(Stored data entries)
┄┄┄┄┄┄┄┄┄┄┄┄┄┄┄┄┄┄┄┄

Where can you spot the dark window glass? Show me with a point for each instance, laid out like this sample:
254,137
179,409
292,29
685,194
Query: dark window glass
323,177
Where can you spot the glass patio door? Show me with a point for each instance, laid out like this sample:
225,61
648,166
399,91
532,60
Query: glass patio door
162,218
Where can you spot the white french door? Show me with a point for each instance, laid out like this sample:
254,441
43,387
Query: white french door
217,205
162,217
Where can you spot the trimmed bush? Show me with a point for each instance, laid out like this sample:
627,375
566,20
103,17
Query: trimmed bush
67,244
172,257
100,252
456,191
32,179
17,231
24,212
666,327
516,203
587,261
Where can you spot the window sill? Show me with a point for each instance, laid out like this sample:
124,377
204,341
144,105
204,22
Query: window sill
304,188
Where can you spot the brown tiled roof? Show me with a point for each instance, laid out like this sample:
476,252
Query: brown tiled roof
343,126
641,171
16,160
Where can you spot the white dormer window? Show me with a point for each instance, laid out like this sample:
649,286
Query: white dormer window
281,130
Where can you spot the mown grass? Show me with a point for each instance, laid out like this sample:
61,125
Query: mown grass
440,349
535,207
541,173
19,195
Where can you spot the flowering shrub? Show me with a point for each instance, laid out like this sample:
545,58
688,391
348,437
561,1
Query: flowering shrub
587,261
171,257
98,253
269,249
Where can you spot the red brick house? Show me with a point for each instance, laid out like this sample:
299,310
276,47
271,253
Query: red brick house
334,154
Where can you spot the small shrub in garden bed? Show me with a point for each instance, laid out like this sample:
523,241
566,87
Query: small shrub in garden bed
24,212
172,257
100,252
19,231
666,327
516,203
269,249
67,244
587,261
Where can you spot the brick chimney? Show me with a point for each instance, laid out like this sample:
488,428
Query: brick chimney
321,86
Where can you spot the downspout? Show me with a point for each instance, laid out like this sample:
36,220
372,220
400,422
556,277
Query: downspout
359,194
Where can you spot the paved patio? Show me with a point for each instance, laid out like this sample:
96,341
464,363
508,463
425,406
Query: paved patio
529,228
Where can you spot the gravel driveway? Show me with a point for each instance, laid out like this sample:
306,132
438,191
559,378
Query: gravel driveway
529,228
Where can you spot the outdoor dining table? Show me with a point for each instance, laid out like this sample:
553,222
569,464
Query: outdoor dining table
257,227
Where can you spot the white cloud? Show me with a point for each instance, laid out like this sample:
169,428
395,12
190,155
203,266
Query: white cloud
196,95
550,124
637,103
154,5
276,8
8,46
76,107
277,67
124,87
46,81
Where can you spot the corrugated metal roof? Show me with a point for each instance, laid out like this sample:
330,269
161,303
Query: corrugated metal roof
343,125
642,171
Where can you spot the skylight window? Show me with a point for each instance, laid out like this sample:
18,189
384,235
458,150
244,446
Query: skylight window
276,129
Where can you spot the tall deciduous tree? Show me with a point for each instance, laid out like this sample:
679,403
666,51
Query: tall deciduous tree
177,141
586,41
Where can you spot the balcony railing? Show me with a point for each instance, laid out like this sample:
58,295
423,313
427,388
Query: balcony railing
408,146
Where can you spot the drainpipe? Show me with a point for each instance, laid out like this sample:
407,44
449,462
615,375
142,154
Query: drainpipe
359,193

┄┄┄┄┄┄┄┄┄┄┄┄┄┄┄┄┄┄┄┄

:: WORK REQUIRED ::
Please make an exact copy of the lines from the one holding "Query: skylight window" through the final line of the records above, nothing more.

:: TASK OUTPUT ::
Query: skylight window
276,129
Where can you spot the tall deciduous tree? Show me with a point for each instance, laid out like this sample:
679,403
666,51
Query: tall deciduous tree
177,141
586,41
Where can you spot the balcony railing? Show me with a point for each instance, laid out like this sample:
58,295
423,313
427,388
Query: balcony railing
408,146
Where can you spot the drainpipe? Show me with a point for each instance, laid out like this sample:
407,44
449,462
615,375
142,154
Query: drainpipe
359,193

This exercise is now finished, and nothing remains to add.